**AIM OF THE TASK**
Retype the material word for word, from the line containing "Report one point per instance of the headphone" down through the line containing "[(246, 108)]", both lines included. Leave the picture out of your copy.

**DATA FOR THIS TASK**
┄┄┄┄┄┄┄┄┄┄┄┄┄┄┄┄┄┄┄┄
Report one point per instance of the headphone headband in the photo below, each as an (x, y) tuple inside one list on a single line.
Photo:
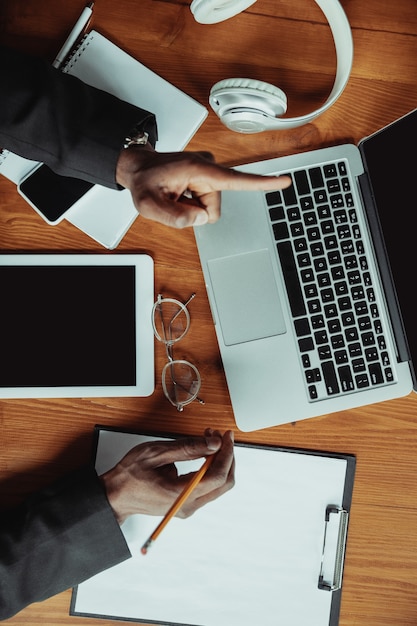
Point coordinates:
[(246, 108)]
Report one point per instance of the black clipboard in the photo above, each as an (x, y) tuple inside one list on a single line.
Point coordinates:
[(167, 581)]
┄┄┄┄┄┄┄┄┄┄┄┄┄┄┄┄┄┄┄┄
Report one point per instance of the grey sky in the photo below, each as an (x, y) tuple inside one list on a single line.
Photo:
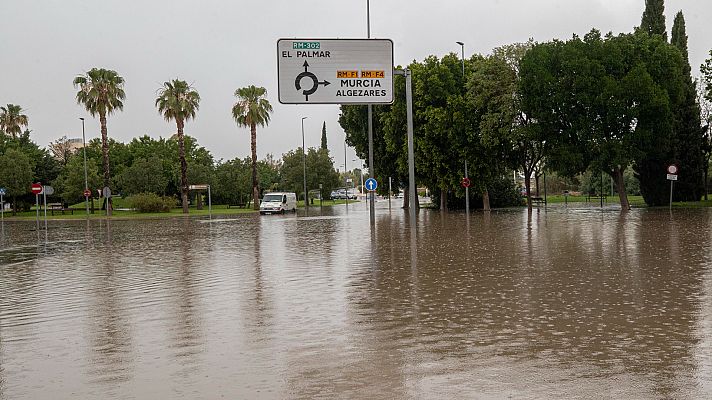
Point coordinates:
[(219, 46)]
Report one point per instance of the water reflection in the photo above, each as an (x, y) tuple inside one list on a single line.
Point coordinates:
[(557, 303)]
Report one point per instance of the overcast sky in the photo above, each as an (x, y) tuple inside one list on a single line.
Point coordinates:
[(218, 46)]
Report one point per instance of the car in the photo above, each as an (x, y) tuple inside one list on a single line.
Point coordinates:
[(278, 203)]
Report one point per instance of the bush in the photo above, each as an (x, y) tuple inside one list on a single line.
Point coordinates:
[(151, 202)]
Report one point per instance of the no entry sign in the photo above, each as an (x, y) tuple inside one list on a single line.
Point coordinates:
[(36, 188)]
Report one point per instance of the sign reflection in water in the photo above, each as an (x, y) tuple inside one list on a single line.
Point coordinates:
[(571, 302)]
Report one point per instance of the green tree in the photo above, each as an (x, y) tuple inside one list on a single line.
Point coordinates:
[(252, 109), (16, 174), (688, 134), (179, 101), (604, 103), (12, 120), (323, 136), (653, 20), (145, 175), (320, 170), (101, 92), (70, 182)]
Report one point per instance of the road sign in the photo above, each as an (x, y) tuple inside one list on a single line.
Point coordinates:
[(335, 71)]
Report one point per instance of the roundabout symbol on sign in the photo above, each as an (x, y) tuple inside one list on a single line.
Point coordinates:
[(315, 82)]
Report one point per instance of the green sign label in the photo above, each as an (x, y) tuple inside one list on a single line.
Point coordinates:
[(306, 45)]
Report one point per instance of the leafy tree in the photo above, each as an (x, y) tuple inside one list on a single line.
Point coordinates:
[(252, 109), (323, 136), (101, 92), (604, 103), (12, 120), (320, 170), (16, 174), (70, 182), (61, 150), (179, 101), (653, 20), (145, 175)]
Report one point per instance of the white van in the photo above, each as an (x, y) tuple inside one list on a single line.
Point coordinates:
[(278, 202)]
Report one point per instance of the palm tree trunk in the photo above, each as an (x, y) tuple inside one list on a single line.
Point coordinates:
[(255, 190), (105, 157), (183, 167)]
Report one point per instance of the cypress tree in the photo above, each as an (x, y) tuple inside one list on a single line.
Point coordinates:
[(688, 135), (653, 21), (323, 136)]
┄┄┄┄┄┄┄┄┄┄┄┄┄┄┄┄┄┄┄┄
**SOLVED EXERCISE**
Report one point per instance of the headphone headband in the photo below, each as an (x, y) tuple inside one list on a single line.
Photo:
Point coordinates:
[(246, 108)]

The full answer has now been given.